◆ **TASK STATEMENT**: Repeat the records below, substituting "front tire" for "front wheel" and changing nothing else.

Records excerpted from a collection:
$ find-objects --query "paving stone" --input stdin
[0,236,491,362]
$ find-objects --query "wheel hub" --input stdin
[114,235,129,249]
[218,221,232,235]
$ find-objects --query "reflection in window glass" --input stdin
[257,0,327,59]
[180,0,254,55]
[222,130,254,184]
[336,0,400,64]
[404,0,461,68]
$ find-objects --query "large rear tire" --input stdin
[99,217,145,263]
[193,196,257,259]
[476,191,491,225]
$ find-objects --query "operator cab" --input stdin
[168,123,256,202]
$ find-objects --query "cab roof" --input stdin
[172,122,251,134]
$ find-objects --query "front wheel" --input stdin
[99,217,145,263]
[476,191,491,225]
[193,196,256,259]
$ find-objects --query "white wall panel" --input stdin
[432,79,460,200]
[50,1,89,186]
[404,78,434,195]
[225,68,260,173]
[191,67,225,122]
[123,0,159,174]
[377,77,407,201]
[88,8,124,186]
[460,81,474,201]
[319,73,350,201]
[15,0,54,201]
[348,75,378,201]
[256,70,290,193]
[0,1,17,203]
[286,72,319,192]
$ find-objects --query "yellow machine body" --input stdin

◆ **RESULT**:
$ find-objects --query "paving stone" --input stdin
[0,236,491,362]
$ find-objects --query "wheel hub" --input stdin
[114,235,129,249]
[218,221,232,235]
$ find-objects --query "reflection in window glass" --input stdin
[257,0,327,59]
[180,0,254,55]
[222,130,254,184]
[336,0,400,64]
[404,0,461,68]
$ find-objects --query "large rear tire" --input stdin
[99,217,145,263]
[193,196,257,259]
[476,191,491,225]
$ find-objects --query "operator cab" --input stdin
[168,123,256,202]
$ find-objects --query "cab roof" --input stdin
[172,122,251,134]
$ find-objects --query "front tire" --input stdin
[99,217,145,263]
[476,191,491,225]
[193,196,256,259]
$ find-objects --query "white wall panel" --input stdin
[432,79,460,200]
[50,1,89,186]
[404,78,434,195]
[225,68,260,173]
[191,67,225,122]
[123,0,159,174]
[377,77,407,201]
[88,8,124,186]
[460,81,474,201]
[319,73,350,201]
[15,0,54,201]
[348,75,378,201]
[256,70,290,193]
[0,1,17,203]
[286,72,319,192]
$ find-objects --query "yellow machine body" --input stdin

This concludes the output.